• Required work
In the entries that follow, find the line containing "Query: ceiling light fixture"; from there, copy every line exactly through the line containing "like [338, 260].".

*** Opening of Data to process ***

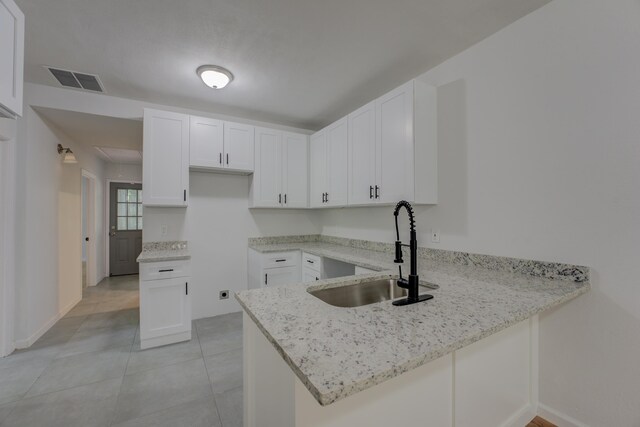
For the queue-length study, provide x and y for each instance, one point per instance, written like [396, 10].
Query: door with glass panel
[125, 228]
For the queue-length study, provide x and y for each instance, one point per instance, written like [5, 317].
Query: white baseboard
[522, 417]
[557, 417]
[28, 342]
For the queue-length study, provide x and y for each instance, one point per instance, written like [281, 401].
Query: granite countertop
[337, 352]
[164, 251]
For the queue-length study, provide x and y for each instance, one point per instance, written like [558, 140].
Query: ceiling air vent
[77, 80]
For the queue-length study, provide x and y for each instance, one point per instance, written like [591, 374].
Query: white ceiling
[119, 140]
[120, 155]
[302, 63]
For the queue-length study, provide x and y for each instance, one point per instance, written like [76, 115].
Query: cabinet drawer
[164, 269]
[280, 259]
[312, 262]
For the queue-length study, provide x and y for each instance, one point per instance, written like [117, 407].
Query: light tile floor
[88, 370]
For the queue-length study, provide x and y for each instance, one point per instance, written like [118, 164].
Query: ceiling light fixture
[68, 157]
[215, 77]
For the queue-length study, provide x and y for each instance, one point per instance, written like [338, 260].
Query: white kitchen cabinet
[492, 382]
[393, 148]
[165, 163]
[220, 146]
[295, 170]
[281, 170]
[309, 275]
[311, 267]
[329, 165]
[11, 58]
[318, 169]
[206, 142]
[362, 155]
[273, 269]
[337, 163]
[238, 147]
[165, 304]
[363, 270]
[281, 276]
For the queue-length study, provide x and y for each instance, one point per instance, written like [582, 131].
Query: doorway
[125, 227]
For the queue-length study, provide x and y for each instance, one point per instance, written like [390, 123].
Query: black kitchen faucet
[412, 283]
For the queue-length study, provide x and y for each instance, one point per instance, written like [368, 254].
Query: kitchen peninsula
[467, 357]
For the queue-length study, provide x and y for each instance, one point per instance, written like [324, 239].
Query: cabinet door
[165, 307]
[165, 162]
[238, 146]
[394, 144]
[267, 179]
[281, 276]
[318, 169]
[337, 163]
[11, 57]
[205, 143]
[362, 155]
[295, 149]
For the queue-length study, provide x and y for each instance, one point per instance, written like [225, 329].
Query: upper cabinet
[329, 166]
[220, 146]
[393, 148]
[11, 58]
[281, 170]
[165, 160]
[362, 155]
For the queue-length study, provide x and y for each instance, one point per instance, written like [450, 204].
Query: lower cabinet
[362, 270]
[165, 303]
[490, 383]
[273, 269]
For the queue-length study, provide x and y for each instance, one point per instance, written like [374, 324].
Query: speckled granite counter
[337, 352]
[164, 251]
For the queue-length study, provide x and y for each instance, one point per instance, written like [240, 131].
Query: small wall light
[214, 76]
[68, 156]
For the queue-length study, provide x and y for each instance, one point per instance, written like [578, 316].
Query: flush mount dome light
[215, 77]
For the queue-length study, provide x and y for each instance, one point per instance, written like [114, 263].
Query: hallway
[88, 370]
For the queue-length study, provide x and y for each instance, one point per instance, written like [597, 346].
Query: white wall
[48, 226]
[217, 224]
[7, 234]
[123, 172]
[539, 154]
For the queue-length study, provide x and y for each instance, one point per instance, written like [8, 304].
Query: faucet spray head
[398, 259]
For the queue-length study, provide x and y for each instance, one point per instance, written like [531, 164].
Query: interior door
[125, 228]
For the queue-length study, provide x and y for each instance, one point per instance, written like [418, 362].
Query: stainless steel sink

*** Close of Data to process ***

• Output of the task
Query: ceiling light fixture
[68, 157]
[215, 77]
For the queue-length study, provide x and y for each instance, one point per instance, written like [338, 260].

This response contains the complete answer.